▶ Document extract:
◇ ◇ ◇ ◇ ◇

The Magic of Things

Robert Goulding
11-12 April 2003

This conference will consider the role of physical objects in ancient, medieval and early-modern magic. Our intention is to examine how things - for instance, stones, plants, parts of animals or ordinary domestic objects - can be appropriated by the magician and charged with magical properties. This is a subject which has been comparatively neglected in the modern historiography of magic, which (when it notices objects at all) has tended to focus on those made specifically for magical purposes: amulets, phylacteries and so forth. The process by which an ordinary thing becomes magical requires further exploration, in part to illuminate the magical world-view into which these objects become located. Equally, however, the subject demands attention because of the relationship - sometimes fruitful, sometimes antagonistic - between this "natural magic" and the emerging sciences of nature; and, beginning in the medieval period, the transformation of the magical discourse of objects into the technological discourse of machines.

The six scholars whom we will invite as speakers will bring a diversity of perspectives to these problems. In their research, all have addressed "magical objects," but in different periods and cultures: from antiquity to early modernity, and in the European, Arabic, and Indian worlds. Each paper will be followed by a response from a member of the Princeton faculty.

◇ ◇ ◇ ◇ ◇

▶ Records provided:
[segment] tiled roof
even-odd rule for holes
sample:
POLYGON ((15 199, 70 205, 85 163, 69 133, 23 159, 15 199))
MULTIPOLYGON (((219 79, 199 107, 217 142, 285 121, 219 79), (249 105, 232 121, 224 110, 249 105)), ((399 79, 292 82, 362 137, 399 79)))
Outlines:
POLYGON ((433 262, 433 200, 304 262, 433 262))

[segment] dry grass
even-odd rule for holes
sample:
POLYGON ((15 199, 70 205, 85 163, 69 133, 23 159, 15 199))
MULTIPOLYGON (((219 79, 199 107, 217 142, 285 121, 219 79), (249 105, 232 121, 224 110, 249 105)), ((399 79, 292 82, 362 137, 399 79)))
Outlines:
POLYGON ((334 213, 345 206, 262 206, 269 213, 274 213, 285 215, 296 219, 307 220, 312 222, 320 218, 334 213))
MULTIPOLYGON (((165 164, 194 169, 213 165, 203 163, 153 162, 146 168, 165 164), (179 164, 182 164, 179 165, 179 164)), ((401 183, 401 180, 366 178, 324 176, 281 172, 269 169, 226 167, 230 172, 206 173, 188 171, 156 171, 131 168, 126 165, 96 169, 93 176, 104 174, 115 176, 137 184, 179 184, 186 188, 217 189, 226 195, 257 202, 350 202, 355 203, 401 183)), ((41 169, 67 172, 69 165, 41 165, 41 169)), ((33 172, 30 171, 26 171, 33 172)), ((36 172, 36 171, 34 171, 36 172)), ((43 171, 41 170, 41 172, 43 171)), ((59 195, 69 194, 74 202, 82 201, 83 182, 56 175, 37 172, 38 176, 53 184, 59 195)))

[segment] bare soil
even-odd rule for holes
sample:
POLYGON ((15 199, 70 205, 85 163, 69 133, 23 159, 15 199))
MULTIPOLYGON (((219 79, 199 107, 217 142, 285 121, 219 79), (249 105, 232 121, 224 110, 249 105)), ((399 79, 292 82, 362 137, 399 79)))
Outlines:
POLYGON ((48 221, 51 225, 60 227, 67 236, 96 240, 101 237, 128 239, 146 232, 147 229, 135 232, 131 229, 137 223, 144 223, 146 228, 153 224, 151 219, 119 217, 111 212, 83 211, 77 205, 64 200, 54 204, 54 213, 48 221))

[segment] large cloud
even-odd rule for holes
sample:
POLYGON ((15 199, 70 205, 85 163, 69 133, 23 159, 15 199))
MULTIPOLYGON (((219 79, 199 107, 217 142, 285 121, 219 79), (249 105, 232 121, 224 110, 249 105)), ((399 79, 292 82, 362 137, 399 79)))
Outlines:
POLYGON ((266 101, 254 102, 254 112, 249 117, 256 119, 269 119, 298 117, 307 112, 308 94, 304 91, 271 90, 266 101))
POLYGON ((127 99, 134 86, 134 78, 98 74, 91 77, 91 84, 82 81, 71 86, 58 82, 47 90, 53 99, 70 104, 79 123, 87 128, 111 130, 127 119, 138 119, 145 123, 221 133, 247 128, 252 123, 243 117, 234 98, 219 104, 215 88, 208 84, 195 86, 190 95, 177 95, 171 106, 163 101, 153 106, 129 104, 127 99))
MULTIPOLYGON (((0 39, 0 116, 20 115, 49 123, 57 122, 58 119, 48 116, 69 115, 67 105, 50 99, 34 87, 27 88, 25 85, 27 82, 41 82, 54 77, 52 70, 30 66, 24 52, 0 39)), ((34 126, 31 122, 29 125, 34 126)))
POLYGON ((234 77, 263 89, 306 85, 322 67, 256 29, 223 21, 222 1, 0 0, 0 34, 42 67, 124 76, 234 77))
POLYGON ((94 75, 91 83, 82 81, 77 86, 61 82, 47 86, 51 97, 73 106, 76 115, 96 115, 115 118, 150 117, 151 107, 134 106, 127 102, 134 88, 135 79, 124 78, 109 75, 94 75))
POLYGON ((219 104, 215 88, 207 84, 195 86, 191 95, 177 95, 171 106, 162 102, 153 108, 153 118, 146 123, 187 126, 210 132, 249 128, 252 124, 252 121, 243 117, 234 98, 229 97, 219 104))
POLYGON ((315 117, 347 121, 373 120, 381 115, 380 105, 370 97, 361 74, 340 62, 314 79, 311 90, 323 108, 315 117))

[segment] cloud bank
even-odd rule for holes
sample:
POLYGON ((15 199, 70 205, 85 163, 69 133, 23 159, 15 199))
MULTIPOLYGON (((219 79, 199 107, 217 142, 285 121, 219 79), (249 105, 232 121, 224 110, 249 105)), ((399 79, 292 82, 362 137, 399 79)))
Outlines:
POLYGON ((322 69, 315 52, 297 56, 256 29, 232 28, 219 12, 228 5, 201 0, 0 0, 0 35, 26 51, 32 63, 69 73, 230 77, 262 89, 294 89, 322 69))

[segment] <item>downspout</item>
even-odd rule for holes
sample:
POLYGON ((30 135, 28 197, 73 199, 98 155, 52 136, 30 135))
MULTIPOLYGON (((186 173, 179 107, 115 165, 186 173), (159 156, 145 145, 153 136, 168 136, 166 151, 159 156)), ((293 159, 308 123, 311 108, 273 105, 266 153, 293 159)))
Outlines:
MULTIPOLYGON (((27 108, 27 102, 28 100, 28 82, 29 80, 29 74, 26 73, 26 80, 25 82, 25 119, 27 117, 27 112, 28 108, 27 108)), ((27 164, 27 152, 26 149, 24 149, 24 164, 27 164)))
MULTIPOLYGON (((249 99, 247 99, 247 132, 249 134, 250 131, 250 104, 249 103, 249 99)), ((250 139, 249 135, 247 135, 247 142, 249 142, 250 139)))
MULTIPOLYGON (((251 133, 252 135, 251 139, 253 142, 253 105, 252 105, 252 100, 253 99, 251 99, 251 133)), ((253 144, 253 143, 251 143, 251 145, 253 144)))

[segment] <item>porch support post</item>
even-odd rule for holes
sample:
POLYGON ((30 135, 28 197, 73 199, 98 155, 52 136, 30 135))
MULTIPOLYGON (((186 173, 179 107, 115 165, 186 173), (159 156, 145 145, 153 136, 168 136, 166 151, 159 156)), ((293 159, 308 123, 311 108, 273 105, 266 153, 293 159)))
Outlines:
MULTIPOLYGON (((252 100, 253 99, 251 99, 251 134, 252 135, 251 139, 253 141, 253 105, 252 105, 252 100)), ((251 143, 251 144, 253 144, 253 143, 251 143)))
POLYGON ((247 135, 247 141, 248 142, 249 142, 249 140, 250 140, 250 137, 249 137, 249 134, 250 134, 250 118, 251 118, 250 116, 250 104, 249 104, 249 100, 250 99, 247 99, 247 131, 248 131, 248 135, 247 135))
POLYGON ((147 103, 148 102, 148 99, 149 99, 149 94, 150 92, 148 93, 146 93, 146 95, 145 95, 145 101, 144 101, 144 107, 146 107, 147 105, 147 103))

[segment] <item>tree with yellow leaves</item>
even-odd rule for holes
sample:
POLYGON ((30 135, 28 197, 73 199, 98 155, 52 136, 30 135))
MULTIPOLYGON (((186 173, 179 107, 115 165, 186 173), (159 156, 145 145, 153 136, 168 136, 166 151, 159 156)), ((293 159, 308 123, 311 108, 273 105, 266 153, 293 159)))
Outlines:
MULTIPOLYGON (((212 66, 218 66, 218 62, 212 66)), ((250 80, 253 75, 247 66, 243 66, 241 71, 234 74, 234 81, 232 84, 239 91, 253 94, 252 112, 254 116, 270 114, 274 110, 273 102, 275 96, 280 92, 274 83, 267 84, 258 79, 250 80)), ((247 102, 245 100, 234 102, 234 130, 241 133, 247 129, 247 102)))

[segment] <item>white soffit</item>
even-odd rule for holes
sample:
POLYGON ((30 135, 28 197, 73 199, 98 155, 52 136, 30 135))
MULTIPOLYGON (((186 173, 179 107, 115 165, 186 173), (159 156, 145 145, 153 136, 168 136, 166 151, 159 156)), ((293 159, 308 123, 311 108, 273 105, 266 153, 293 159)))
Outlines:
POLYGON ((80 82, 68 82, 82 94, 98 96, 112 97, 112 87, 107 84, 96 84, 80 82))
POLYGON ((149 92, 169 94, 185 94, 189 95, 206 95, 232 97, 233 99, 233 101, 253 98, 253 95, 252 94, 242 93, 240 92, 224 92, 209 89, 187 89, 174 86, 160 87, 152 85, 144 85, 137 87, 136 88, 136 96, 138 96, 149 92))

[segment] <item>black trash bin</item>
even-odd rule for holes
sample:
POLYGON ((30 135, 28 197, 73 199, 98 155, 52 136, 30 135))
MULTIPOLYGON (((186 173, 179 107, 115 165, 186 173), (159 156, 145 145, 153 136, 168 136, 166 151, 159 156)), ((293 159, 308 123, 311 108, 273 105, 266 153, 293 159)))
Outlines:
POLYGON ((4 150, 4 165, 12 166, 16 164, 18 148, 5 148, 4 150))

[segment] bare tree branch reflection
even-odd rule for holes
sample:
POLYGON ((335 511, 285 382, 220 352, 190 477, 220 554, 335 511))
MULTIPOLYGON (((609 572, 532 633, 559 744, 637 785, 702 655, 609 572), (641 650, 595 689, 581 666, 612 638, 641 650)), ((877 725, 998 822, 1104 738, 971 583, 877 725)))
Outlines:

◇ ◇ ◇ ◇ ◇

▶ Set problem 1: Translate this sentence from the conference description into Spanish: "Each paper will be followed by a response from a member of the Princeton faculty."
▶ Set problem 2: Pick up the conference description on the magic of things after its final sentence and keep writing.
The listing has no connection to the conference description.

▶ Written reply 1: Cada ponencia irá seguida de una respuesta de un miembro del profesorado de Princeton.

▶ Written reply 2:
Friday, 11 April

1:00-2:00: Conjuring Tricks and Sorcery in Classical and Late Antiquity.
Matthew Dickie (University of Illinois at Chicago).

2:00-2:45: Commentary by Robert Goulding (Princeton).
General discussion.

2:45-3:15: Coffee.

3:15-4:15: Magical Things and Medieval Cosmologies.
Sophie Page (University College, London).

4:15-5:00: Commentary by Don Skemer (Princeton). General Discussion.

7:30: Conference dinner at the Alchemist and Barrister, Witherspoon Street.

Saturday, April 12

9:00-10:00: The Creation of Rational and Irrational Animals
David Pingree (Brown University)

10:00-10:45: Commentary by Anthony Grafton (Princeton).
General Discussion.

10:45-11:45: The Economy of Magic in Early Modern England
Lauren Kassell (Cambridge University).

12:30-1:30: Lunch (in conference room).

1:30-2:30: The Rise and Fall of a Magical Object in the Scientific Revolution: The Sympathetic Cure of Wounds
Daniel Stolzenberg (Stanford University).

2:30-3:15: Commentary by Eileen Reeves (Princeton).
General Discussion

3:15-3:45: Coffee.

3:45-4:45: Newton"s Alchemy, The Tabula Smaragdina, and the Aerial Niter.
William Newman (Indiana University).

4:45-5:30: Commentary by Michael Mahoney (Princeton).
General Discussion.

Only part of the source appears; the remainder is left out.